SELECTED PASSAGE =>
Plausibility of Sampling for Processing

I just posted a preprint:

🔗 The Plausibility of Sampling as an Algorithmic Theory of Sentence Processing.

This work is a collaboration with Morgan Sonderegger, Steve Piantadosi, and Tim O’Donnell. It is based on the well-documented observation that for humans, the difficulty to process a given item of linguistic input depends on how predictable it is in context—more surprising words take longer to process. However, most existing theories of processing cannot simply and directly predict this behavior. What algorithm might be capable of explaining this phenomenon?

In this work, we focus on a class of algorithms whose runtime does naturally scale in surprisal—those that involve repeatedly sampling from the prior. Our first contribution is to show that simple examples of such algorithms predict runtime to increase superlinearly with surprisal, and also predict variance in runtime to increase. These two predictions stand in contrast with literature on surprisal theory (Hale, 2001; Levy, 2008) which argues that the expected processing cost should increase linearly with surprisal, and makes no prediction about variance.

In the second part of this paper, we conduct an empirical study of the relationship between surprisal and reading time, using a collection of modern language models to estimate surprisal, and fitting Generalized Additive Models of the relationship. We find that with better language models, reading time increases superlinearly in surprisal, and also that variance increases. These results are consistent with the predictions of sampling-based algorithms.

update 2023-07: Published in the journal Open Mind (2023) 7: 350–391. [🔗 open access]

ROWS =>
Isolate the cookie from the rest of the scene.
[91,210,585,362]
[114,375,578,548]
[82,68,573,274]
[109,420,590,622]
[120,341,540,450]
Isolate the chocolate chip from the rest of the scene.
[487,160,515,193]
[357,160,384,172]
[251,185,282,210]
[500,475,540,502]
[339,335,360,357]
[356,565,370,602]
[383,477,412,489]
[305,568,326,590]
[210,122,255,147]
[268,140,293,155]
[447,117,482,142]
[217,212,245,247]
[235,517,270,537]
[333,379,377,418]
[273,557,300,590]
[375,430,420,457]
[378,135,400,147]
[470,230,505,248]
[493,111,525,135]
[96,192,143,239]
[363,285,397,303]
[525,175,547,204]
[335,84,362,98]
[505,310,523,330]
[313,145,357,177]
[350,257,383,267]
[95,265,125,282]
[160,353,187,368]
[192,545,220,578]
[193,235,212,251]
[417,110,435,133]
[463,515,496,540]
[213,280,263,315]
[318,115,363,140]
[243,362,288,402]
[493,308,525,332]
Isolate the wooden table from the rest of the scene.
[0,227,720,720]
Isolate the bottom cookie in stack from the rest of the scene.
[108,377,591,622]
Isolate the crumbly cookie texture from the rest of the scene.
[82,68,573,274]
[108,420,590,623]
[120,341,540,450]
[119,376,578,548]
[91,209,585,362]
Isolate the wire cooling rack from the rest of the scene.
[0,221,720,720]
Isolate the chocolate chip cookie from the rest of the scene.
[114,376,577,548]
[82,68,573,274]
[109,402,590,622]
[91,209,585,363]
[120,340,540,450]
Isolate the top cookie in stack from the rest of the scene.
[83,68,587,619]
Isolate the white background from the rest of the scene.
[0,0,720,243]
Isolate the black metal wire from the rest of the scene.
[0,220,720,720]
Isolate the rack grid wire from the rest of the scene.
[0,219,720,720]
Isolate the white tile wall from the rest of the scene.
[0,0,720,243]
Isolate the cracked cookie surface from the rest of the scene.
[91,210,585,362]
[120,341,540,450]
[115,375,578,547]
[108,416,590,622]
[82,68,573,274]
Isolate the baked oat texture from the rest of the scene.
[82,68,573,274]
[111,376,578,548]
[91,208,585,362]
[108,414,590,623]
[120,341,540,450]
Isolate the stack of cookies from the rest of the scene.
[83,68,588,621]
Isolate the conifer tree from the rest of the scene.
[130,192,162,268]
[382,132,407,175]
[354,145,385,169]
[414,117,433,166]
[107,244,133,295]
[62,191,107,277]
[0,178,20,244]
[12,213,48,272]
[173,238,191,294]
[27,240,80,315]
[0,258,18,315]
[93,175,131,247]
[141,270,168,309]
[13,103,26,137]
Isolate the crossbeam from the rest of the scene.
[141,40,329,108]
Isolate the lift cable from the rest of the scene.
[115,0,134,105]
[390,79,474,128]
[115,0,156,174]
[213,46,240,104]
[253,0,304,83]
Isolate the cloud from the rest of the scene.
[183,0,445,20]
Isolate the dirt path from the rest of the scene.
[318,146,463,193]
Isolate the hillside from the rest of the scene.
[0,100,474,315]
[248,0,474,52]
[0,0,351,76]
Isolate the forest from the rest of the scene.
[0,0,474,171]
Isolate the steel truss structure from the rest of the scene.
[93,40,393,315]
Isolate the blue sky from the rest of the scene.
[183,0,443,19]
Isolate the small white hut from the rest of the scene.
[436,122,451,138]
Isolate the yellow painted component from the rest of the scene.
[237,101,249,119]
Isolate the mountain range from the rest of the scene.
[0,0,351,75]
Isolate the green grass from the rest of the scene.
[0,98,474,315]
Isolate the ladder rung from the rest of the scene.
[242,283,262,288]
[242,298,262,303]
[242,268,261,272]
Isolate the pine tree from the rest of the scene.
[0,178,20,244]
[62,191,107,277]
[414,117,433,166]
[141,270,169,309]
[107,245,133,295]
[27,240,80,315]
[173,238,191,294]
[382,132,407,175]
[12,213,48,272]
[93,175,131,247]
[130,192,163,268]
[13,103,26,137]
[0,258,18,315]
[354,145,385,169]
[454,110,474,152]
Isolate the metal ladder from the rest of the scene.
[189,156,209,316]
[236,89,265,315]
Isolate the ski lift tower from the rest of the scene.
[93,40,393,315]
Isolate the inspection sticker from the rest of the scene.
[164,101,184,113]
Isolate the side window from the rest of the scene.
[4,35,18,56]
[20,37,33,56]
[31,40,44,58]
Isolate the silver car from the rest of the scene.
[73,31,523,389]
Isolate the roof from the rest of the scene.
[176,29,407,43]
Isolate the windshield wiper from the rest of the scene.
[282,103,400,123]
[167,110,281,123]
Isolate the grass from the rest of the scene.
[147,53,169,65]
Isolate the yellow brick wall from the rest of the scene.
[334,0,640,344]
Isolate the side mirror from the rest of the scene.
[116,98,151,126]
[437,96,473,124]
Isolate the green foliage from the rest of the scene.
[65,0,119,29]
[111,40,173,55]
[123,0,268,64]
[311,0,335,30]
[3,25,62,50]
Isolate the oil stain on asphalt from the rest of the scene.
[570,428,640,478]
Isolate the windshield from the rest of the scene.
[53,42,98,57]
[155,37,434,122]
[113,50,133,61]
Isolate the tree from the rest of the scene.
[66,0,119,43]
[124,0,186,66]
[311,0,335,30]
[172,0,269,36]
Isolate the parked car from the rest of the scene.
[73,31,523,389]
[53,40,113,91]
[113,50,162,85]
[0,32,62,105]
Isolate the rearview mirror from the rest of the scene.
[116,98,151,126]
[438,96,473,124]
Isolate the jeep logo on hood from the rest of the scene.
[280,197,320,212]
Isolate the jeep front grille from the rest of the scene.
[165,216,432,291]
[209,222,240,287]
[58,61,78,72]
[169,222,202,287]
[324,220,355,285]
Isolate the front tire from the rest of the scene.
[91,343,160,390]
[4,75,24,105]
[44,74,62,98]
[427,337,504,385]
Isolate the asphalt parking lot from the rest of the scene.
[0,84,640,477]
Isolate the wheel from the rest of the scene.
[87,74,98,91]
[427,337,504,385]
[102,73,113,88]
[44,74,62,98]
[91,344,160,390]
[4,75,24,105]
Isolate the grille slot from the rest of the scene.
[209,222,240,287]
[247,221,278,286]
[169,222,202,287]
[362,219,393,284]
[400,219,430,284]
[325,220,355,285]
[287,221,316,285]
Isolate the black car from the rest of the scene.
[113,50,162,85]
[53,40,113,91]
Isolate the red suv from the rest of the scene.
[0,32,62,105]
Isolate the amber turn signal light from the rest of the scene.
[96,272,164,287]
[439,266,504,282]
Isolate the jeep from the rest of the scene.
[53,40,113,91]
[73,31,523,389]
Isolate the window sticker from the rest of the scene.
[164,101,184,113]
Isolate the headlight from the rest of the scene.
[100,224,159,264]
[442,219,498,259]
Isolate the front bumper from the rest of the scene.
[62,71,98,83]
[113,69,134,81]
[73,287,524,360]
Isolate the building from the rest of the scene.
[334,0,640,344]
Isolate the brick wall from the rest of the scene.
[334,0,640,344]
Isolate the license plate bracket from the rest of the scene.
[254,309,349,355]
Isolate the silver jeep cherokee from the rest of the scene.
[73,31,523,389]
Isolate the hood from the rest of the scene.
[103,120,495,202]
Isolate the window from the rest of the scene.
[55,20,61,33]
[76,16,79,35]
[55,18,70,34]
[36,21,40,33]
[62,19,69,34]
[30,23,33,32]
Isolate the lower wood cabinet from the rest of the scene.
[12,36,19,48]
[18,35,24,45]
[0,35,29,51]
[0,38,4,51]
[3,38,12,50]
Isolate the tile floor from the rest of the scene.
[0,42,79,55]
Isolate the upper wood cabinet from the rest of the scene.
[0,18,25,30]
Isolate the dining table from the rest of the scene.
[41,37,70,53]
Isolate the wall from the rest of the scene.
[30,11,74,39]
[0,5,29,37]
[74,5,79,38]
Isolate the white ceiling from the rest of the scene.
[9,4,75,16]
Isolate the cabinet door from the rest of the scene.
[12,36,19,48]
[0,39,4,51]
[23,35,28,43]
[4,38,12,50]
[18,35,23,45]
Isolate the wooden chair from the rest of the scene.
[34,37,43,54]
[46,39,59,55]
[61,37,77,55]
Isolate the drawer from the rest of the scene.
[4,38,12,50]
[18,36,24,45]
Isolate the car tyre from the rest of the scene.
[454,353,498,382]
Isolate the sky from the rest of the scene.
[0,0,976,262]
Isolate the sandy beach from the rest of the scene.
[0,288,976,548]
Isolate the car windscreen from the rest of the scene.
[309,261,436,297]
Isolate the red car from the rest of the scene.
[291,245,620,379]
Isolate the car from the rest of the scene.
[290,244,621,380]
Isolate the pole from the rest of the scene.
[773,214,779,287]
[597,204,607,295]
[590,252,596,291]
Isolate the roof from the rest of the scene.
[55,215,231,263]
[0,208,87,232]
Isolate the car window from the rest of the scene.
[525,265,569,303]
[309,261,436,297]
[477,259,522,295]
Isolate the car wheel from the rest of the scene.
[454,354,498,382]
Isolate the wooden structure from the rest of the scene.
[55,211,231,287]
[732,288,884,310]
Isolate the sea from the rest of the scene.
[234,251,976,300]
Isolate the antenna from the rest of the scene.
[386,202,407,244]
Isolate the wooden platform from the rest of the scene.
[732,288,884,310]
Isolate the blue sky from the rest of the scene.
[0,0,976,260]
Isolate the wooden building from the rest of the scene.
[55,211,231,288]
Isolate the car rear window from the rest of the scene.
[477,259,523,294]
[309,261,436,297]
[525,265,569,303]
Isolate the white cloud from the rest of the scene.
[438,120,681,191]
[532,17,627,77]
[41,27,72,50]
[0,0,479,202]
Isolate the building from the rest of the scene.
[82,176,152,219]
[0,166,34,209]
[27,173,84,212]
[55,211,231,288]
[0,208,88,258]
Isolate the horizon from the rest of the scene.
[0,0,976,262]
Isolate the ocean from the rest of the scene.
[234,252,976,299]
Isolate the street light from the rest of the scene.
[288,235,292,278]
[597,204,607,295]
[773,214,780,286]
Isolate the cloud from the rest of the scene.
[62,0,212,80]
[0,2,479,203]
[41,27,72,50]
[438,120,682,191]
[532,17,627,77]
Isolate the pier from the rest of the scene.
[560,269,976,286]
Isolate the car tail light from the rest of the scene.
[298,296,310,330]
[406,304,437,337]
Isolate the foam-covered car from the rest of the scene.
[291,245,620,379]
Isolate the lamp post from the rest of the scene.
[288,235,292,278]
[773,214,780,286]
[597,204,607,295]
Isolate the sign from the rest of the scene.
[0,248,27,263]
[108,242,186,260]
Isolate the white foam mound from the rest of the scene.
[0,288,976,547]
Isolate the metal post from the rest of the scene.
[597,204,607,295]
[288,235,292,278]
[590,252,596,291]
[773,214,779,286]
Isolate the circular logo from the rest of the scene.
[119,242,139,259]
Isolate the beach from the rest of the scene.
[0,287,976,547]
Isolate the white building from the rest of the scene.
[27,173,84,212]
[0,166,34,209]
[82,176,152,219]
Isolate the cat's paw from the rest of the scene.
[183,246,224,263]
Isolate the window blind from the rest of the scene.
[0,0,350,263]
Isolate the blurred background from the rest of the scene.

WHAT YOU WILL DO =>
1. Copy the part of the sampling post starting at "This work is" and ending at "explaining this phenomenon?".
2. In the sampling post, what did the empirical study use to estimate surprisal?
Rely only on the sampling post to answer.

ANSWERS TO THE EXERCISE =>
1.
This work is a collaboration with Morgan Sonderegger, Steve Piantadosi, and Tim O’Donnell. It is based on the well-documented observation that for humans, the difficulty to process a given item of linguistic input depends on how predictable it is in context—more surprising words take longer to process. However, most existing theories of processing cannot simply and directly predict this behavior. What algorithm might be capable of explaining this phenomenon?

2. A collection of modern language models.